Excerpted passage

★ ★ ★ ★ ★

Because the anti-piracy measures used sometimes actively make the game worse. For an example, games that require you to be online to play them, despite having no multiplayer component. Red Alert 3 is the worst example of this - if you lose your internet connection, only for a minute, it'll let you keep playing, but it won't save your progress anymore. So you'll finish a mission, and SURPRISE! You have to do it over again, because you lost your internet connection at some point.
The thing with anti-piracy measures is that they only ruin the fun of the people who ACTUALLY GAVE YOU MONEY.
That said, there was a pretty clever anti-piracy thing in a recent game, which simulates running a videogame company. The pirate version of the game is basically impossible to win, because you always go bankrupt because pirates destroy your profits. -
http://foghawk.livejournal.com/ on Ho There Jim Lad
at 10:12 on 14-05-2013 - link
I read a very interesting article the other day about the distinction between piracy and bootlegging, but I can't seem to find the link now. Ho hum. Anyway, I found it a striking point of discussion. There really is a difference between depriving a corporation of some amount of income and knowingly allowing a bootlegger to turn a profit off stolen ("stolen") goods—in fact, and in people's reactions.

★ ★ ★ ★ ★

Data provided
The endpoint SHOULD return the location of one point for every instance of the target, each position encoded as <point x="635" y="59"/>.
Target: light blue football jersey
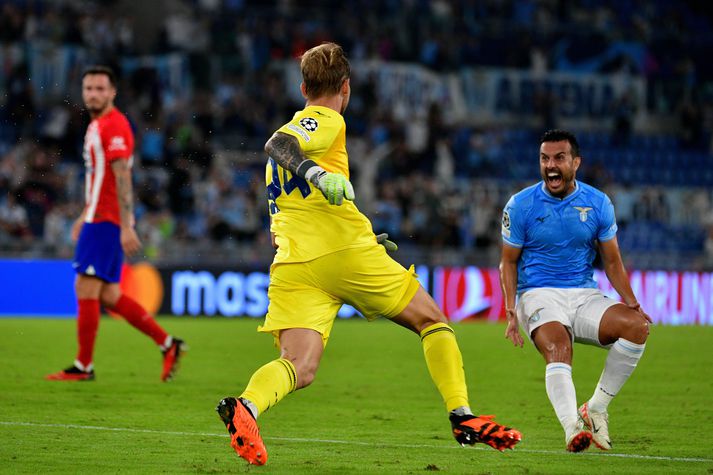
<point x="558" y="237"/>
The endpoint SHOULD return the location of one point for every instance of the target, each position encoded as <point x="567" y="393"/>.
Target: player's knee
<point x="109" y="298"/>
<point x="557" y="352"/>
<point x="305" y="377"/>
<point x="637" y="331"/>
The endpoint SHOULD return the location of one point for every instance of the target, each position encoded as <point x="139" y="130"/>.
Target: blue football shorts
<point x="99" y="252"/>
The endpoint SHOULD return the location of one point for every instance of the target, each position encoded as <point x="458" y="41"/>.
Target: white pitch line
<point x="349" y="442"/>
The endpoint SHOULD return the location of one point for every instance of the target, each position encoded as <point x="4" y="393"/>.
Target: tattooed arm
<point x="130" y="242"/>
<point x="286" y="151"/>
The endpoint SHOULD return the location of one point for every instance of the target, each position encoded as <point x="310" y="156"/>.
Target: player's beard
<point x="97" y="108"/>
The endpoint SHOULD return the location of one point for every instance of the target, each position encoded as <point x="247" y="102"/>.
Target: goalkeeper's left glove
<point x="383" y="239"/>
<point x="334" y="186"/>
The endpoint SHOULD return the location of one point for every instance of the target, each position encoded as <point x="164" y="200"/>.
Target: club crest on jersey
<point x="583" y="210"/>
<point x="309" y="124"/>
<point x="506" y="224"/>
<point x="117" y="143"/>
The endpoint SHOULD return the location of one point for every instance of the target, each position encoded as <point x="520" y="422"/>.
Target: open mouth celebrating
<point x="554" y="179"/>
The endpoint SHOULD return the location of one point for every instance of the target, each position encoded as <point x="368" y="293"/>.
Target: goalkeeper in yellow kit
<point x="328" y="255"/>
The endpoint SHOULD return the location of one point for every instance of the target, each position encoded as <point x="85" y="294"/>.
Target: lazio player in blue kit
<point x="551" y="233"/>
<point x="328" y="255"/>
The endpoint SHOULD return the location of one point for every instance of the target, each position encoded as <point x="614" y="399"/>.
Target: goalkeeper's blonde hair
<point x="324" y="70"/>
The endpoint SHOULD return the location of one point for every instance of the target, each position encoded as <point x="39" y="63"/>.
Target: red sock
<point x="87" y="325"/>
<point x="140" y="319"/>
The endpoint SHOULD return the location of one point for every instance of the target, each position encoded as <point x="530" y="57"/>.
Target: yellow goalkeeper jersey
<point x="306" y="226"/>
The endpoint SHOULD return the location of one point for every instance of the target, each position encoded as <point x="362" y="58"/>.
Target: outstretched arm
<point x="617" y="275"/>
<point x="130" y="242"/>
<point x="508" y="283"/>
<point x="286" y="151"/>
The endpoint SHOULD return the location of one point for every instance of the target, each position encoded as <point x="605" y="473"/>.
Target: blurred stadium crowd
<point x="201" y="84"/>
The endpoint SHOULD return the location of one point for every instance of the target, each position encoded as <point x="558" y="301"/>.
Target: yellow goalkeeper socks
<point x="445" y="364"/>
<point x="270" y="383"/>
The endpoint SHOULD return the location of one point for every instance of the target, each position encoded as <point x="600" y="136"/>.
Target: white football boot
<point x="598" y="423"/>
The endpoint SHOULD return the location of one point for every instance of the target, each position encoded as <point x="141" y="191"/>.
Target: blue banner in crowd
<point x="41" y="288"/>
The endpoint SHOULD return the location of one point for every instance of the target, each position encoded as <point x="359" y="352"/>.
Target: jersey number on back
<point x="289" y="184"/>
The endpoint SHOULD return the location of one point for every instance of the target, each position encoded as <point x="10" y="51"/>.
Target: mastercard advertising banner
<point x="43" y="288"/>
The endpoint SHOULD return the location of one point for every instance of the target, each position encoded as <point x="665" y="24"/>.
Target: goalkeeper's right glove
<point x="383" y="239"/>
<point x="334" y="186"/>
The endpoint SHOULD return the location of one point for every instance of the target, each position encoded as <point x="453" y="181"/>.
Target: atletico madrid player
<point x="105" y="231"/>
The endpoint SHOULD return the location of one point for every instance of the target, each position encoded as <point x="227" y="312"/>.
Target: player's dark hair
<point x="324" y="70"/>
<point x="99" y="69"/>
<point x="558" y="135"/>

★ ★ ★ ★ ★

Stated task 1
Quote the anti-piracy comments between "That said, there" and "in people's reactions.", inclusive.
Stated task 2
In the anti-piracy comments, what does Red Alert 3 do if you lose your internet connection for a minute?

Worked solution 1
That said, there was a pretty clever anti-piracy thing in a recent game, which simulates running a videogame company. The pirate version of the game is basically impossible to win, because you always go bankrupt because pirates destroy your profits. -
http://foghawk.livejournal.com/ on Ho There Jim Lad
at 10:12 on 14-05-2013 - link
I read a very interesting article the other day about the distinction between piracy and bootlegging, but I can't seem to find the link now. Ho hum. Anyway, I found it a striking point of discussion. There really is a difference between depriving a corporation of some amount of income and knowingly allowing a bootlegger to turn a profit off stolen ("stolen") goods—in fact, and in people's reactions.

Worked solution 2
It lets you keep playing but no longer saves your progress.